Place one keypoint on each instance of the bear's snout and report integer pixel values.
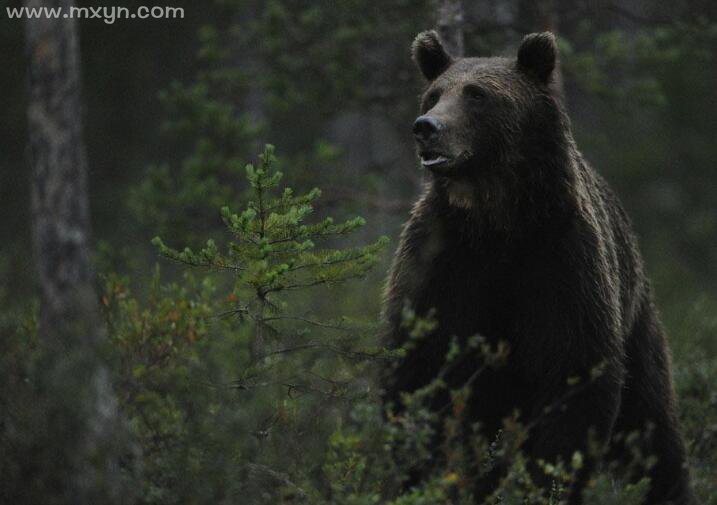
(426, 129)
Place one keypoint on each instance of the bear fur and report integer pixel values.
(517, 239)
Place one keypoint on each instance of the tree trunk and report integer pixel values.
(81, 430)
(449, 23)
(548, 20)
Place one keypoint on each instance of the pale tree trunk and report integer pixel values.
(450, 17)
(82, 430)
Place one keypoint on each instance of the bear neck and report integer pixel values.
(520, 193)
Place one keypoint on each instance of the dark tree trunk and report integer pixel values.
(81, 422)
(449, 23)
(548, 20)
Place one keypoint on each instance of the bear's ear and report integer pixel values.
(537, 55)
(429, 54)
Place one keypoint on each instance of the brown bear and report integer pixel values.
(517, 239)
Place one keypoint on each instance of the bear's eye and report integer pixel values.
(431, 100)
(474, 92)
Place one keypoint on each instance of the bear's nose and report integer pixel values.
(426, 128)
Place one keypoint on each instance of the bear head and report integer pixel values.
(480, 117)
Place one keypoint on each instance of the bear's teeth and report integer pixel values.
(433, 161)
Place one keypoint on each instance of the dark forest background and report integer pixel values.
(173, 109)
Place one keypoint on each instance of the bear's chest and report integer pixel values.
(470, 290)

-=-=-=-=-

WHAT TO PRODUCE: Print the listing above in full, exactly as written. Omit any pictures.

REPLY:
Place one keypoint on each instance of the bear's snout and report integer pixel values.
(426, 129)
Place one keypoint on each instance of the bear fur and report integer pixel values.
(517, 239)
Place one keypoint on each instance of the tree trunk and report integer pixel values.
(81, 430)
(449, 23)
(548, 20)
Place one keypoint on each instance of the pale tree trunk and report integer pixel values.
(450, 17)
(82, 430)
Place one keypoint on each instance of the bear neck and report integer pixel values.
(520, 193)
Place one keypoint on each instance of the dark tree trunk and report integer pixel values.
(81, 422)
(449, 23)
(548, 20)
Place one keypoint on each instance of the bear's ear and report integer pixel values.
(537, 55)
(429, 54)
Place one keypoint on each instance of the brown bear and report integer pixel values.
(517, 239)
Place one keypoint on each instance of the bear's eye and report integer pixel values.
(431, 100)
(474, 92)
Place one keypoint on each instance of the bear's nose and report integer pixel values.
(426, 128)
Place one keypoint on each instance of the bear head and report integer pixel values.
(480, 117)
Place one keypoint on each instance of the bear's teeth and report integer pixel values.
(433, 161)
Place one keypoint on each instance of the dark forest background and report integer pixel values.
(173, 109)
Place one keypoint on each instance of the bear's chest and report integer pixel values.
(470, 290)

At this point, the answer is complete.